Write the next part of the text below on the Tyre prophecy and biblical prophecy, beginning right after its final sentence.

*** PASSAGE FOR REVIEW ***

Two items appear below:

1 Tyre Prophecy Probability                    Ken DeMyer

2 What Lies Behind Biblical Prophecy     John H Williams
 
 

TYRE PROPHECY PROBABILITY

Ken DeMyer

(Investigator 111, 2006 November)


In his book Science Speaks Professor Peter W. Stoner defended various Bible prophecies vis a vis their odds of fullfillment.

The book was reviewed by the American Scientific Affiliation who found "The mathematical analysis included is based upon principles of probability which are thoroughly sound and Professor Stoner has applied these principles in a proper and convincing way." (Forward to Science Speaks)

He looks at prophecies concerning Bible cities/places (Tyre, Samaria, Gaza, Ashkelon, Jerusalem, Moab, Amon, Jericho, etc). The book was made well known by Josh McDowell's Evidence that Demands a Verdict which is a well known Christian apologetic. Now what made Professor Stoner's work convincing to me is that he assigns odds of certain aspects of a prophecy being fulfilled in order to come up with a probability for the whole prophecy.

For example, I cite this excerpt from Science Speaks concerning the Tyre prophecy:

What chance did Ezekiel have of knowing that Nebuchadnezzar would, in his conquering of Tyre, not completely fulfill the prophecy of destruction, but other nations would later come in and complete the fulfillment? The indications in the time of Ezekiel certainly were that when Nebuchadnezzar took a city he was quite capable of completing the destruction himself, so the estimate was placed at one in five...

What chance did Ezekiel have of knowing that Tyre would be made flat like the top of a rock, after it was conquered? How many cities have been made flat like the top of a rock after being conquered? The sites of nearly all ancient cities are marked by mounds of accumulated debris. I do not know of any other city where the ruins have been so completely cleared away, so the estimate of one in five hundred was chosen...

The chance then of Ezekiel writing this prophecy from his own knowledge, and having it all come true, is 1 in 3 x 5 x 500 x 10 x 10 x 5 x 20. This is 1 in 75,000,000.

(From the online version of Science Speaks.
www.geocities.com/stonerdon/science_speaks.html#c8 )  
If readers wish to see how Professor Stoner arrived at his 1 in 75,000,000 figure I recommend looking at the online book or obtaining a print copy.

By the way, according to Evidence that Demands a Verdict the new city of Tyre (fishing village I believe) is not built on the old city of Tyre but is built nearby.

To my knowledge no skeptic has challenged Professor Stoner's work in terms of trying to refute his probability reasoning.

Given that Josh McDowell made Professor Stoner's work well known I don't think the skeptics have a good excuse for not tackling it.
 



WHAT LIES BEHIND BIBLICAL PROPHECY?

John H Williams

(Investigator 117, 2007 November)

"All the prophecies, it could be argued, are predictions which are open to interpretation, depending on your level of involvement/disinterest.
Such prophecies can never be objective evidence or
'proof' of anything." (Wikipedia on the prophecies of Daniel)

*** ENTRIES SHOWN ***

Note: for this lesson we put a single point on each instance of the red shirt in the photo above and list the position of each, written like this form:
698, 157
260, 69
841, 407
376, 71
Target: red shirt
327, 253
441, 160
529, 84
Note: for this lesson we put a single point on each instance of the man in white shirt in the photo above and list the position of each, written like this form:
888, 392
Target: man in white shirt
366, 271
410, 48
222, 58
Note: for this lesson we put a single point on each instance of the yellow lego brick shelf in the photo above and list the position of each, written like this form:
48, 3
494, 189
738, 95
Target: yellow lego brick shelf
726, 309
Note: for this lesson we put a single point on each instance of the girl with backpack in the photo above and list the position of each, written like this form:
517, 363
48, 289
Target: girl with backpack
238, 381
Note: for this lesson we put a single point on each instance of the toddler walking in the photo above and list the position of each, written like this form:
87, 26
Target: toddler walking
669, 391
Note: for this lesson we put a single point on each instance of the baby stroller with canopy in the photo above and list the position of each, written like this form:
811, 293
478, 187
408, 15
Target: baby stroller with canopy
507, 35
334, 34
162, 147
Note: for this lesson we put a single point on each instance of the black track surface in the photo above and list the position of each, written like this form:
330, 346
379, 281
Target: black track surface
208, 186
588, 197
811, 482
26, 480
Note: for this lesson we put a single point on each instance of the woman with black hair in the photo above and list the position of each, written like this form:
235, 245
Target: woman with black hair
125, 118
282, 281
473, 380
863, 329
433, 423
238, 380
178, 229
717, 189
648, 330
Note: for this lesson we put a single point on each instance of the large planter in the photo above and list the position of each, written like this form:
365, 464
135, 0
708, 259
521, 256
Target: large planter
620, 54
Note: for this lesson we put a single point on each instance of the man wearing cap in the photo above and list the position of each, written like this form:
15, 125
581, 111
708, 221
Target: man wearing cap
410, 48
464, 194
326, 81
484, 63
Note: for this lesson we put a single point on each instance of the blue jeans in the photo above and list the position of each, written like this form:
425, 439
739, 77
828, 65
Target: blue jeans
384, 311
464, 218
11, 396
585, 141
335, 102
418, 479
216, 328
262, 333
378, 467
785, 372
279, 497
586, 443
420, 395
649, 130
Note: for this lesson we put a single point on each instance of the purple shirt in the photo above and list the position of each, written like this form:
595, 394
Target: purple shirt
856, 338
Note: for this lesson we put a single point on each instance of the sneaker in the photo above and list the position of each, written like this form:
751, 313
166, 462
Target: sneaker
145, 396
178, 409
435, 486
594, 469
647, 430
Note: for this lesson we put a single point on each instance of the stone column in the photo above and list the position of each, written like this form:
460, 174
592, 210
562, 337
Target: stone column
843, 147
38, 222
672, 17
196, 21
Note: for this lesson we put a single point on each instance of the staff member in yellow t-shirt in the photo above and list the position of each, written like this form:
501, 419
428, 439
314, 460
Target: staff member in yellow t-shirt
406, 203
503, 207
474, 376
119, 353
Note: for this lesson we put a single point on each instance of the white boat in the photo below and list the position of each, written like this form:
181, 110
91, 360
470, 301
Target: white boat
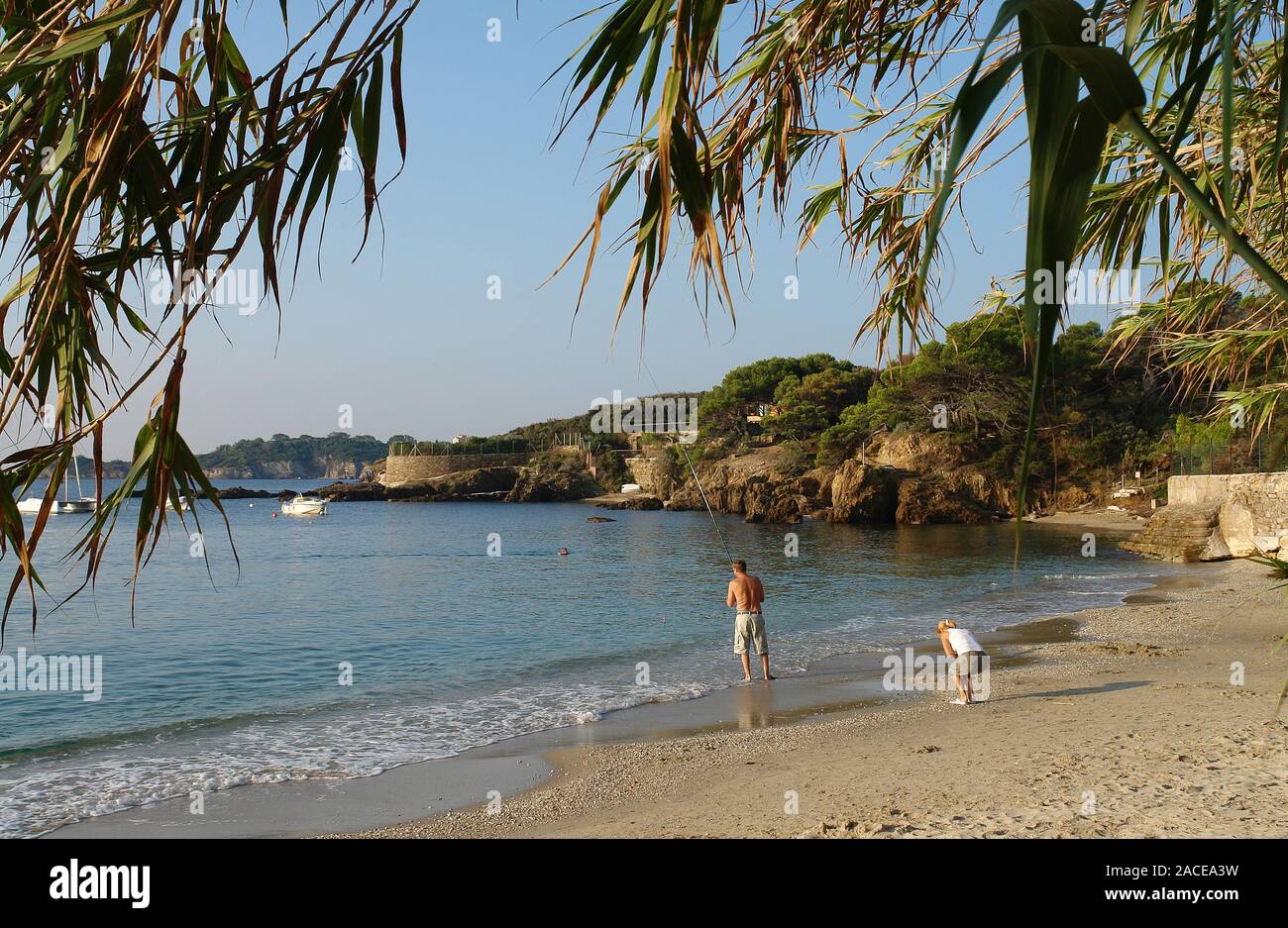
304, 506
82, 506
31, 506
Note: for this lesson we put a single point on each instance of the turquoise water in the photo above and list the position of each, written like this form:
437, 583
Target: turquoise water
240, 679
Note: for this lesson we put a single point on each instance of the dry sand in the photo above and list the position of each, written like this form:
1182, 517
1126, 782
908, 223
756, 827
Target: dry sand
1133, 729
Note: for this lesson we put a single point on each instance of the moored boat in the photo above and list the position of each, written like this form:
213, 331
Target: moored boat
304, 506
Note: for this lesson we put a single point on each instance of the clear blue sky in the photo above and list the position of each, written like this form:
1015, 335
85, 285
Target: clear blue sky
407, 336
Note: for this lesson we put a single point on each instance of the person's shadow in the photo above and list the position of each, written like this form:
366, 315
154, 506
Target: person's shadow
755, 704
1080, 691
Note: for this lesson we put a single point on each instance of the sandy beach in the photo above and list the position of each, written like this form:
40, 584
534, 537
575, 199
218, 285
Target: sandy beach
1128, 727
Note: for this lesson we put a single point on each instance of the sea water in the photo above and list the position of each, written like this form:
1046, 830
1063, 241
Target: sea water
386, 634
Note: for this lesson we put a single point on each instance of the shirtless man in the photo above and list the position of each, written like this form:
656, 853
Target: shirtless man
747, 593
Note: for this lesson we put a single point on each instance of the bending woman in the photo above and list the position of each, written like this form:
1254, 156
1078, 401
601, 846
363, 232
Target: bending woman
961, 647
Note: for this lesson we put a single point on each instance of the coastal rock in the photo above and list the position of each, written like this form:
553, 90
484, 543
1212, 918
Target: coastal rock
863, 493
478, 482
352, 493
539, 486
1266, 545
1181, 533
927, 502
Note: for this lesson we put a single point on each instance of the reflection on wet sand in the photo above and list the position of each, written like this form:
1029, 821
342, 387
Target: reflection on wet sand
755, 704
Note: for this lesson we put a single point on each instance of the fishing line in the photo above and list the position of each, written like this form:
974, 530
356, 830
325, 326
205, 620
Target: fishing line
695, 472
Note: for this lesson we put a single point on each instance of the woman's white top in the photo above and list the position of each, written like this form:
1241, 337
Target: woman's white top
961, 641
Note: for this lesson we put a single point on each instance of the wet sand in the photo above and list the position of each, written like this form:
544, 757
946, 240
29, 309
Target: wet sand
1128, 721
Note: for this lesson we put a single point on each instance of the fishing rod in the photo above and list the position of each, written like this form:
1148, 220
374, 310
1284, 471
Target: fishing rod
695, 472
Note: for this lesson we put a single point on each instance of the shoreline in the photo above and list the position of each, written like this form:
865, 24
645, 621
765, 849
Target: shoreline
1059, 751
841, 683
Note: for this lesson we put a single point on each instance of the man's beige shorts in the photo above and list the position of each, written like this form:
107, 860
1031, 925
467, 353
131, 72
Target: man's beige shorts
750, 627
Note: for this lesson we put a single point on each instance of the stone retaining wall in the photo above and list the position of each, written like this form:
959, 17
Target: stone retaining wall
1214, 516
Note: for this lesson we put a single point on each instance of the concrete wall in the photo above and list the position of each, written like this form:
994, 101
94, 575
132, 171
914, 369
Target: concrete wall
400, 468
1252, 507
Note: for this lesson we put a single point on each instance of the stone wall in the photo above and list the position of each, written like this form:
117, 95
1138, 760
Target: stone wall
403, 468
1214, 516
653, 472
1252, 508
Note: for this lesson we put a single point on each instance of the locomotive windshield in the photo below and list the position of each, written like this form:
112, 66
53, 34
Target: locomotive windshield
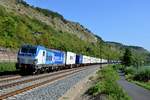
31, 50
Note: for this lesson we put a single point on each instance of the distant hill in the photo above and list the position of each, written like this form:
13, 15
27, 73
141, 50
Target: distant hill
21, 23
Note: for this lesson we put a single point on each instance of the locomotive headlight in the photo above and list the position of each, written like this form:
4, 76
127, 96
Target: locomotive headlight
35, 61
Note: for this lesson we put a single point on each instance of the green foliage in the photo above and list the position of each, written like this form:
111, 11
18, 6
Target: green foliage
143, 84
142, 74
130, 70
108, 85
7, 67
127, 58
48, 13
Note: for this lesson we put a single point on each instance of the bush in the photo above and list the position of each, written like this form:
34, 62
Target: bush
143, 74
108, 85
130, 70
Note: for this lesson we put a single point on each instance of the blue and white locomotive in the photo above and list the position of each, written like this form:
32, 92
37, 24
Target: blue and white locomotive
38, 58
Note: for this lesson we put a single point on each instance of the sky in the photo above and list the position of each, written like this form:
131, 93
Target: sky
124, 21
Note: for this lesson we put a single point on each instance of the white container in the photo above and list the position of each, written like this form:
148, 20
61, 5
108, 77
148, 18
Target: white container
70, 58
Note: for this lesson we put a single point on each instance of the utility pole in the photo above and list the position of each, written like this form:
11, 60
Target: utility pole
100, 54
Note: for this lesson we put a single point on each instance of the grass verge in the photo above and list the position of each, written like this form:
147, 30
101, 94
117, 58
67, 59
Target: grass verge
146, 85
107, 85
7, 67
139, 76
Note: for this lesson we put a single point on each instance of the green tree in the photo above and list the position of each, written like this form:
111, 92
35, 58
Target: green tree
127, 58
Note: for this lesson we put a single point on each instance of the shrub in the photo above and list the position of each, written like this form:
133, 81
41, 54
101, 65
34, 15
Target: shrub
130, 70
143, 74
108, 85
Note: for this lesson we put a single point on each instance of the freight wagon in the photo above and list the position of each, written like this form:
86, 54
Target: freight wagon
38, 59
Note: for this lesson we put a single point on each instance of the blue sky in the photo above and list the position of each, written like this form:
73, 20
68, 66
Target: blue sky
125, 21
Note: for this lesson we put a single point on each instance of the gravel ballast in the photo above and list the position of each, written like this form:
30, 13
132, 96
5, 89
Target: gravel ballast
55, 90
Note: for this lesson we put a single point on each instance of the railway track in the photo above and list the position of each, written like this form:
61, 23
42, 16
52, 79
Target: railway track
31, 79
56, 76
9, 78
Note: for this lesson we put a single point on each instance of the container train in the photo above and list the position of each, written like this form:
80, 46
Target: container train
38, 59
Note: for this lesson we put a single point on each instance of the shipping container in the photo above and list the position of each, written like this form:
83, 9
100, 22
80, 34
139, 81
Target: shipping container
70, 58
79, 59
55, 57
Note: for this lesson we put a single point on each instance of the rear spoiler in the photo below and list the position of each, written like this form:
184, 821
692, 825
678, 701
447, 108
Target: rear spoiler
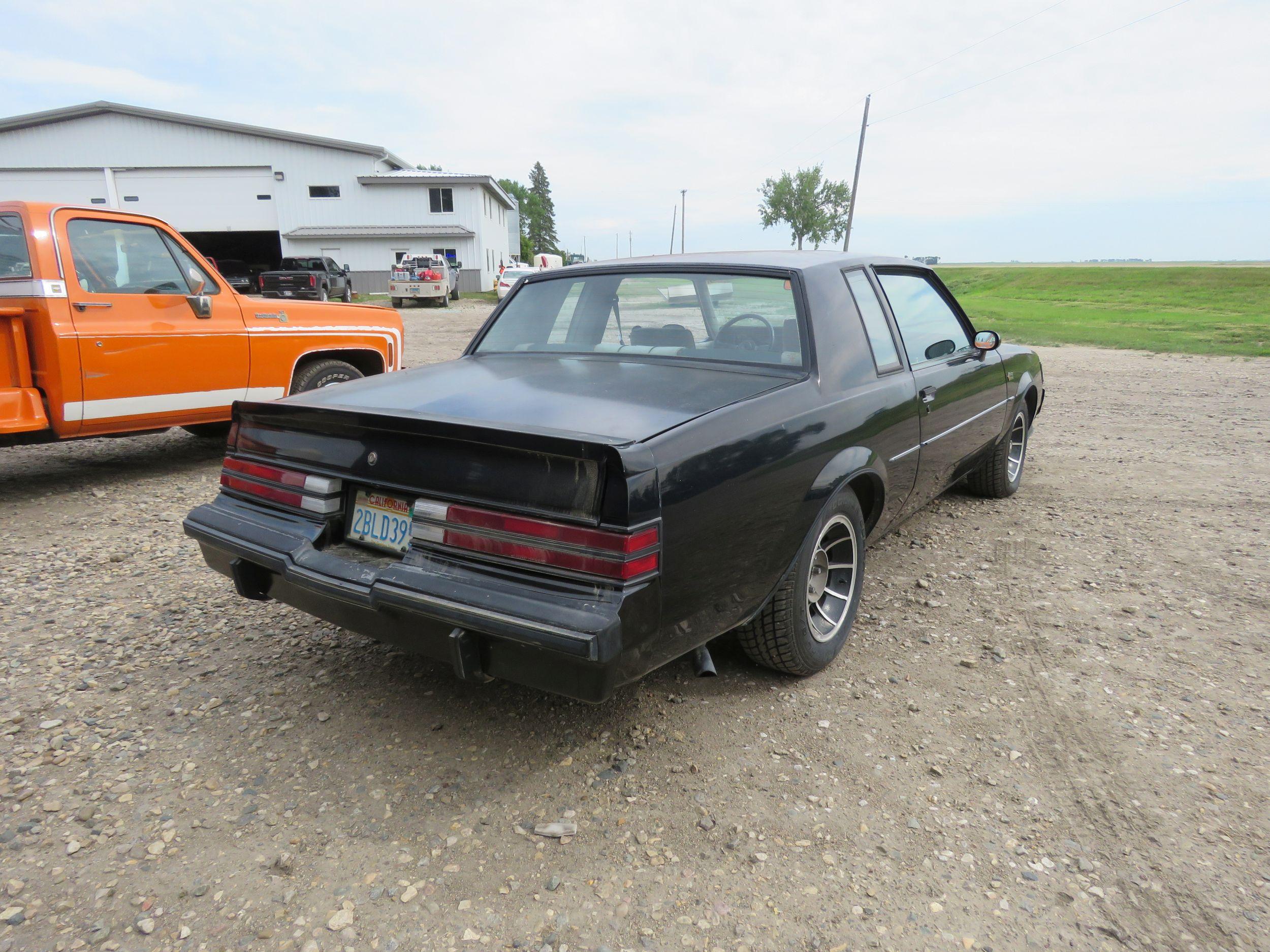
543, 471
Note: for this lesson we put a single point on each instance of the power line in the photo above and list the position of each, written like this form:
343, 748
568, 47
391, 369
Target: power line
929, 67
1007, 73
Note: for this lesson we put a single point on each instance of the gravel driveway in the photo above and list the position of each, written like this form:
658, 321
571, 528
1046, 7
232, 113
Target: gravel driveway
1050, 730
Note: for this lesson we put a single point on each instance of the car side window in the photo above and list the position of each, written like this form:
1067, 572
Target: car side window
122, 258
877, 329
14, 257
929, 326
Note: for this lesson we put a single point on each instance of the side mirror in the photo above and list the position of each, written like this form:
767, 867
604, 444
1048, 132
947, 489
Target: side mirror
987, 341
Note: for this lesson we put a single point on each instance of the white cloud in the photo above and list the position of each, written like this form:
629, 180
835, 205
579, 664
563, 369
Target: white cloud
626, 105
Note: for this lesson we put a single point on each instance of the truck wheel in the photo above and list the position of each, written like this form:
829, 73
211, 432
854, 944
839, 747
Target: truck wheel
209, 431
323, 374
1000, 475
809, 618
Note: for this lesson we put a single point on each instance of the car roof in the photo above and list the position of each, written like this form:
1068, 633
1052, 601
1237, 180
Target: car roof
791, 260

***

__ANSWER FOR THE TASK__.
In Investigator 111, Ken DeMeyer offered "Tyre Prophecy Probability", and it raises the issue of the chancy business of prediction.

An article in The Australian (25/10/06) referred to one of the world's best-known demographers, Paul Ehrlich, the author of The Population Bomb (1968). During the 1970s I ‘taught' some of his 'predictions', given as startlingly dramatic warnings of scary doomsday scenarios, a guaranteed way to attract attention and sell a lot of books!

Mass starvation has not occurred, and the current world population is 6.6 billion, compared to 3.55 billion in 1968. There are over 300million Americans (202mn), with a life expectancy of 77.7 years.

Thomas Malthus got it wrong in 1798, and neo-Malthusians like Ehrlich have made the same egregious error of underestimating the impact of economic growth and technology. Ehrlich, having been comprehensively and embarrassingly wrong, has sided with the environmental doomsayers such as Al Gore – see An Inconvenient Truth warning of the perils of continued growth on a planet facing the threat of global warming. He thinks that a decline in world population to two billion (under the combined population of India and China) is an "achievable target to aim for in the long term". I'm predicting that this won't happen: instead expect a ‘plateau' of about nine billion in 2042.

Returning to prophetic probability, I view DeMeyer's reference to the predictions in Professor Stoner's book, Science Speaks (1952,1958, 1963, 1968 and 1976 editions) as yet another red herring thrown up in a futile attempt to validate an assumed deity's apparent role in an ancient set of books.

We've received minimal information about Stoner that I believe is directly relevant to his findings and to his academic credibility. This reader has had to do the work because DeMeyer, for whatever reason, omits that which I believe he was well aware of:

Stoner was born in 1888 and died in 1982. His work looks 'dated', and his prime source was a book published in 1931, called Fulfilled Prophecies that Prove the Bible, by George T Davis. Stoner's grandson, Don Stoner, reveals that this book was in Peter Stoner's bookshelf. (From his annotations on the 2002 net version of Science Speaks, we can deduce that Don is an ID creationist).

Stoner was an Old Earth creationist, clearly shown if one reads the text of Science Speaks. Throughout his career Stoner was eager to connect discoveries in cosmology to Scripture, such as "dark nebulae" and a passage in Genesis 1, "and darkness was upon the face of the deep". In the original Hebrew "And the earth was shapeless, very rare, and darkness dwelt upon its face. It was of unmeasurable magnitude and in great commotion." "With this translation it seems difficult to refer to anything except a diffuse dark nebula, since our sun / solar system probably formed out of such a nebula." (P W Stoner).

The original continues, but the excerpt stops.